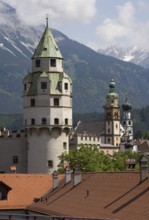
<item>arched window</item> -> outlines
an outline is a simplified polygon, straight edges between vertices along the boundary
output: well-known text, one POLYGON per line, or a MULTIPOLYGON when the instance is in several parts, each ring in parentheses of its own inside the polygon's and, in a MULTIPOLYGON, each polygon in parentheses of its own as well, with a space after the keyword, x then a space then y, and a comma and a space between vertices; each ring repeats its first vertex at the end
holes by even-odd
POLYGON ((128 124, 131 125, 131 121, 129 121, 128 124))
POLYGON ((68 125, 68 118, 65 118, 65 125, 68 125))
POLYGON ((126 125, 126 121, 123 121, 123 125, 126 125))
POLYGON ((46 119, 46 118, 42 118, 42 119, 41 119, 41 123, 42 123, 43 125, 46 125, 46 124, 47 124, 47 119, 46 119))
POLYGON ((59 119, 58 118, 54 118, 54 124, 58 125, 59 124, 59 119))

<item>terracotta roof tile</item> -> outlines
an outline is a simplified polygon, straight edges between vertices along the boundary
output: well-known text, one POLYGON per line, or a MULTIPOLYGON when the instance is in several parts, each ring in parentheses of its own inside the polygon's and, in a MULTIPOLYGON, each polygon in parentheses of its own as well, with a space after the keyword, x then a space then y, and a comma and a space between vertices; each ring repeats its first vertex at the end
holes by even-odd
POLYGON ((50 174, 0 174, 0 181, 11 188, 7 200, 0 200, 0 210, 24 209, 53 184, 50 174))
POLYGON ((61 186, 29 209, 71 217, 149 219, 149 180, 140 184, 139 178, 137 172, 86 174, 79 185, 61 186))

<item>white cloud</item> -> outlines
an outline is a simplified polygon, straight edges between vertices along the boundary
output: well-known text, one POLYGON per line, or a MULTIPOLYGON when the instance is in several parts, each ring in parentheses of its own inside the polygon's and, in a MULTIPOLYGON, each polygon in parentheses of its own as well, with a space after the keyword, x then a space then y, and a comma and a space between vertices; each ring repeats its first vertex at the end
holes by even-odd
MULTIPOLYGON (((137 7, 140 3, 144 4, 144 1, 139 1, 137 7)), ((134 6, 131 2, 118 6, 117 17, 106 18, 96 29, 96 34, 99 41, 103 42, 103 46, 120 44, 146 48, 149 41, 148 33, 149 23, 137 18, 136 5, 134 6)))
POLYGON ((26 24, 36 25, 45 21, 58 25, 78 21, 88 23, 96 13, 96 0, 5 0, 16 8, 18 17, 26 24))

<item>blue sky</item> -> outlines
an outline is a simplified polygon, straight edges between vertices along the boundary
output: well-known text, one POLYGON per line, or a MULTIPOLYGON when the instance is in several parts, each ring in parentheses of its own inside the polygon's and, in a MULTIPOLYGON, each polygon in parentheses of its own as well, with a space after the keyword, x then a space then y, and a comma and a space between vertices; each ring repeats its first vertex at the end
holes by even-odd
POLYGON ((5 0, 19 18, 49 25, 93 49, 118 44, 149 49, 149 0, 5 0))

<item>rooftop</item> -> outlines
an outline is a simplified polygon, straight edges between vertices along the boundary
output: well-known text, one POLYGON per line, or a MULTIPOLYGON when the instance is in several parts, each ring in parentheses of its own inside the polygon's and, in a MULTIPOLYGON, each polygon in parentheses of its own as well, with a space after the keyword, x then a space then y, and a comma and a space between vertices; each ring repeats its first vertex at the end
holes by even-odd
POLYGON ((52 187, 53 179, 49 174, 0 174, 0 182, 10 189, 7 199, 0 200, 0 210, 12 210, 25 209, 40 198, 52 187))
POLYGON ((148 204, 148 179, 140 183, 137 172, 106 172, 84 174, 77 186, 61 185, 28 208, 58 216, 140 220, 149 219, 148 204))

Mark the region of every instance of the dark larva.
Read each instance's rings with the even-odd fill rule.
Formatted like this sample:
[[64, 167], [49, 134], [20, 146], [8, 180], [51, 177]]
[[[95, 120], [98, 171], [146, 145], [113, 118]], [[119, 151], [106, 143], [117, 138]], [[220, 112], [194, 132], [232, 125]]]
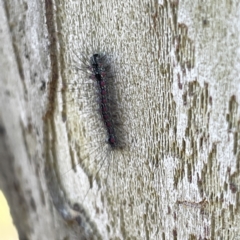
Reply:
[[93, 54], [90, 59], [90, 70], [92, 71], [92, 77], [97, 81], [100, 95], [100, 110], [103, 122], [107, 128], [108, 143], [112, 146], [116, 146], [116, 137], [114, 131], [114, 122], [109, 107], [109, 96], [107, 89], [107, 77], [109, 73], [107, 70], [109, 65], [105, 62], [105, 56], [99, 54]]

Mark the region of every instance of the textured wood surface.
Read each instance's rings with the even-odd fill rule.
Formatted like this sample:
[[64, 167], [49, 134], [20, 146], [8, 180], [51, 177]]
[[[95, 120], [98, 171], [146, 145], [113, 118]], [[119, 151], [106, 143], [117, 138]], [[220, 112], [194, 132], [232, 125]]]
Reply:
[[[237, 1], [0, 6], [0, 187], [21, 239], [240, 239]], [[75, 69], [96, 52], [121, 149]]]

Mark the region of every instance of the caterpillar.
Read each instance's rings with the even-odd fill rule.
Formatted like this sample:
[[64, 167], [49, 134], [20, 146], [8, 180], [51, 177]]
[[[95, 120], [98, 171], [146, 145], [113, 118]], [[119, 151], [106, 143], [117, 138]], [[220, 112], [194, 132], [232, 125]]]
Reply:
[[108, 132], [108, 143], [112, 147], [116, 147], [116, 136], [114, 131], [114, 123], [109, 106], [109, 95], [107, 88], [107, 70], [109, 65], [105, 62], [105, 56], [99, 54], [93, 54], [90, 59], [90, 70], [92, 71], [93, 78], [97, 81], [99, 87], [100, 96], [100, 110], [103, 122], [106, 125]]

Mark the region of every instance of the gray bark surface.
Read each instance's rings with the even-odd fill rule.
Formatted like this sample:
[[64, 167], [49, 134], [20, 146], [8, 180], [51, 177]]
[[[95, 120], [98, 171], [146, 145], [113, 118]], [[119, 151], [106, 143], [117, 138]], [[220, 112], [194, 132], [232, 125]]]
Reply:
[[[239, 10], [1, 1], [0, 188], [19, 239], [240, 239]], [[93, 53], [121, 148], [81, 71]]]

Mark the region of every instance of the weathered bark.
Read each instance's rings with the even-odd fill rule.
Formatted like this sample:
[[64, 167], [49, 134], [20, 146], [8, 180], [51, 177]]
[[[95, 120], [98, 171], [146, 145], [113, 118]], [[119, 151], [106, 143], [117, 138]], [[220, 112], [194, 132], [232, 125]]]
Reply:
[[[0, 187], [20, 239], [240, 239], [236, 2], [1, 2]], [[96, 51], [120, 149], [74, 69]]]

» Task directions: Rewrite the whole listing, changing every "even-odd" to "odd-even" and leaving everything else as it is. Leave the pictures out of your answer.

» Problem solution:
<item>arched window</item> -> outlines
an outline is a simplified polygon, straight edges between vertices along the boundary
output: well-known text, one POLYGON per line, or a MULTIPOLYGON when the instance is in several parts, each ring in parentheses of its own inside the polygon's and, in a MULTIPOLYGON, each polygon in parentheses of its own as well, with a space after the keyword, x then a space then y, and a comma and a space between vertices; each ring repeats its first vertex at the end
holes by odd-even
POLYGON ((128 124, 131 125, 131 121, 129 121, 128 124))
POLYGON ((68 125, 68 118, 65 118, 65 125, 68 125))
POLYGON ((126 125, 126 121, 123 121, 123 125, 126 125))
POLYGON ((46 119, 46 118, 42 118, 42 119, 41 119, 41 123, 42 123, 43 125, 46 125, 46 124, 47 124, 47 119, 46 119))
POLYGON ((59 119, 58 118, 54 118, 54 124, 58 125, 59 124, 59 119))

<item>terracotta roof tile</item> -> outlines
an outline is a simplified polygon, straight edges between vertices along the boundary
output: well-known text, one POLYGON per line, or a MULTIPOLYGON when the instance is in several parts, each ring in parentheses of its own inside the polygon's and, in a MULTIPOLYGON, each polygon in parentheses of its own as well, with a space after the keyword, x then a space then y, and a comma and a space between vertices; each ring repeats its first vertex at the end
holes by odd-even
POLYGON ((50 174, 0 174, 0 181, 11 188, 7 200, 0 200, 0 210, 24 209, 53 184, 50 174))
POLYGON ((61 186, 29 209, 71 217, 149 219, 149 180, 140 184, 139 178, 137 172, 86 174, 79 185, 61 186))

<item>white cloud</item> -> outlines
an outline is a simplified polygon, straight edges between vertices along the boundary
output: well-known text, one POLYGON per line, or a MULTIPOLYGON when the instance is in several parts, each ring in parentheses of its own inside the polygon's and, in a MULTIPOLYGON, each polygon in parentheses of its own as well, with a space after the keyword, x then a space then y, and a comma and a space between vertices; each ring repeats its first vertex at the end
holes by odd-even
MULTIPOLYGON (((137 7, 140 3, 144 4, 144 1, 139 1, 137 7)), ((134 6, 131 2, 118 6, 117 17, 106 18, 96 29, 96 34, 99 41, 103 42, 103 46, 120 44, 146 48, 149 41, 148 33, 149 23, 137 18, 136 5, 134 6)))
POLYGON ((26 24, 36 25, 45 21, 58 25, 78 21, 88 23, 96 13, 96 0, 5 0, 16 8, 18 17, 26 24))

<item>blue sky</item> -> outlines
an outline is a simplified polygon, straight edges between vertices along the boundary
output: well-known text, one POLYGON per line, or a MULTIPOLYGON when the instance is in several parts, each ring in parentheses of its own inside the polygon's and, in a MULTIPOLYGON, each polygon in parentheses of its own as well, with a space after the keyword, x then a space then y, and a comma and a space between vertices; each ring repeats its first vertex at the end
holes by odd-even
POLYGON ((5 0, 19 18, 49 25, 93 49, 118 44, 149 49, 149 0, 5 0))

<item>rooftop</item> -> outlines
an outline is a simplified polygon, straight edges between vertices along the boundary
output: well-known text, one POLYGON per line, or a MULTIPOLYGON when the instance is in several parts, each ring in parentheses of its own inside the polygon's and, in a MULTIPOLYGON, each polygon in parentheses of its own as well, with a space after the keyword, x then a space then y, and a comma and a space between vertices; each ring repeats its first vertex at the end
holes by odd-even
POLYGON ((52 187, 53 179, 49 174, 0 174, 0 182, 10 189, 7 199, 0 200, 0 210, 12 210, 25 209, 40 198, 52 187))
POLYGON ((148 204, 148 179, 140 183, 137 172, 106 172, 84 174, 77 186, 61 185, 28 208, 58 216, 140 220, 149 219, 148 204))

Mark the region of every instance of the dark larva.
Read each instance's rings with the odd-even fill rule.
Formatted like this sample:
[[64, 167], [49, 134], [20, 146], [8, 180], [51, 177]]
[[[95, 120], [98, 171], [146, 145], [113, 118]], [[119, 151], [106, 143], [117, 138]], [[220, 112], [194, 132], [232, 125]]]
Reply:
[[93, 54], [90, 59], [90, 70], [92, 71], [92, 77], [97, 81], [100, 95], [100, 110], [103, 122], [107, 128], [108, 143], [112, 146], [116, 146], [116, 137], [114, 131], [114, 122], [109, 107], [109, 96], [107, 89], [107, 77], [109, 73], [107, 70], [109, 65], [105, 62], [105, 56], [99, 54]]

Mark the region of every instance of the textured wood surface.
Read each instance's rings with the odd-even fill rule.
Formatted like this sample:
[[64, 167], [49, 134], [20, 146], [8, 180], [51, 177]]
[[[95, 120], [98, 171], [146, 145], [113, 118]], [[119, 151], [106, 143], [117, 138]], [[220, 112], [194, 132], [232, 125]]]
Reply:
[[[237, 1], [0, 6], [0, 187], [21, 239], [240, 239]], [[75, 69], [96, 52], [121, 149]]]

Mark the region of every instance of the caterpillar.
Read each instance's rings with the odd-even fill rule.
Formatted like this sample:
[[64, 167], [49, 134], [20, 146], [8, 180], [51, 177]]
[[[95, 120], [98, 171], [146, 145], [113, 118]], [[119, 151], [106, 143], [117, 138]], [[220, 112], [194, 132], [232, 125]]]
Reply:
[[108, 132], [108, 143], [112, 147], [116, 147], [116, 136], [114, 131], [114, 123], [109, 106], [109, 95], [107, 88], [107, 70], [109, 65], [105, 62], [105, 56], [99, 54], [93, 54], [90, 59], [90, 70], [92, 71], [93, 78], [97, 81], [99, 87], [100, 96], [100, 110], [103, 122], [106, 125]]

Mark the region of every instance of the gray bark surface.
Read each instance's rings with the odd-even fill rule.
Formatted like this sample:
[[64, 167], [49, 134], [20, 146], [8, 180], [51, 177]]
[[[95, 120], [98, 171], [146, 145], [113, 118]], [[119, 151], [106, 143], [117, 138]], [[220, 112], [194, 132], [232, 125]]]
Reply:
[[[239, 10], [1, 1], [0, 188], [19, 239], [240, 239]], [[93, 53], [121, 148], [81, 71]]]

Mark the region of every instance of the weathered bark.
Read each instance's rings with the odd-even fill rule.
Formatted like this sample:
[[64, 167], [49, 134], [20, 146], [8, 180], [51, 177]]
[[[95, 120], [98, 171], [146, 145], [113, 118]], [[119, 151], [106, 143], [117, 138]], [[220, 112], [194, 132], [232, 125]]]
Reply:
[[[0, 187], [20, 239], [240, 239], [236, 2], [1, 2]], [[96, 51], [120, 149], [74, 69]]]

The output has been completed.